• [Data excerpts]:
####################
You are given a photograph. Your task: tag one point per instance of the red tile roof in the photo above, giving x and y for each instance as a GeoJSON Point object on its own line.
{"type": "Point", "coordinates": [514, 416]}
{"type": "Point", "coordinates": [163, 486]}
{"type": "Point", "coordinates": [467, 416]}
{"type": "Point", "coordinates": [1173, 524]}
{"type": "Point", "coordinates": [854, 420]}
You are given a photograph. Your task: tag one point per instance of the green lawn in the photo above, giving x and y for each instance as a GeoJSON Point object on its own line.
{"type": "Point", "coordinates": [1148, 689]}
####################
• [Given task]: Rewrite the rows above, swapping "tag" for "mark" wherever it appears and leaving all other text unchanged.

• [Worked answer]:
You are given a photograph. Your task: mark one point per instance of the red tile roof in the photo above, giving x and y for each instance as a GeoJSON Point object on its own line.
{"type": "Point", "coordinates": [514, 416]}
{"type": "Point", "coordinates": [163, 486]}
{"type": "Point", "coordinates": [467, 416]}
{"type": "Point", "coordinates": [1173, 524]}
{"type": "Point", "coordinates": [854, 420]}
You are given a photograph. Your task: mark one point per instance of the green lawn in the photo above, giving x and y for each instance as a GeoJSON Point object on its own line.
{"type": "Point", "coordinates": [1148, 689]}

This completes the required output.